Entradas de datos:
────────────────

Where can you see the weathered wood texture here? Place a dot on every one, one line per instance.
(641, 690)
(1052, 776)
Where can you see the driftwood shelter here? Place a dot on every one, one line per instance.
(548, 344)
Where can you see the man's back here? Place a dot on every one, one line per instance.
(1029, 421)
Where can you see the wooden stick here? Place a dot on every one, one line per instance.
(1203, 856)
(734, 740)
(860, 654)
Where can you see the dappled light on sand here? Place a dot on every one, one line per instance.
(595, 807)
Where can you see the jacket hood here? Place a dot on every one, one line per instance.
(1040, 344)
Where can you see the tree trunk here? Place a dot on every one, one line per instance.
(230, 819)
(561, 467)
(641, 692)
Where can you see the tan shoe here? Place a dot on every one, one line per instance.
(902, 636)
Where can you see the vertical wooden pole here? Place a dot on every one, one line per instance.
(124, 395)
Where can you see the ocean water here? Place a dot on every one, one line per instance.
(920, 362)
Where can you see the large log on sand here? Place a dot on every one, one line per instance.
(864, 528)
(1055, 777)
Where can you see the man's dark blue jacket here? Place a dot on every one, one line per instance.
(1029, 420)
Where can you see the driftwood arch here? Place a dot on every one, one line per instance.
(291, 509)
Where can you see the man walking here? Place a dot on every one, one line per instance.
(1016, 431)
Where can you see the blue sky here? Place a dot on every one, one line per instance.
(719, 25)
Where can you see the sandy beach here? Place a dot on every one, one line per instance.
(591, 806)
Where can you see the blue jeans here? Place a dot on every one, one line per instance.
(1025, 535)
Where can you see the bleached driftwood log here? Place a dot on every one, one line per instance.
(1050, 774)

────────────────

El ejercicio: Presente como lista numerada las líneas del listado, comenzando en la que contiene "Where can you see the large" y terminando al final del listado, ambos extremos incluidos. Omita las líneas en blanco.

Ejercicio resuelto:
1. Where can you see the large log on sand here? Place a dot on every one, one line per instance.
2. (864, 528)
3. (1055, 777)
4. Where can you see the man's dark blue jacket here? Place a dot on every one, one line per instance.
5. (1029, 420)
6. Where can you see the driftwood arch here? Place a dot on every one, one line per instance.
7. (291, 509)
8. Where can you see the man walking here? Place a dot on every one, one line per instance.
9. (1016, 431)
10. Where can you see the blue sky here? Place a dot on every one, one line per instance.
11. (719, 25)
12. Where can you see the sandy beach here? Place a dot on every one, one line per instance.
13. (591, 806)
14. Where can you see the blue jeans here? Place a dot on every one, one line per instance.
15. (1025, 535)
16. Where can you see the bleached driftwood log here? Place a dot on every one, one line per instance.
17. (1050, 774)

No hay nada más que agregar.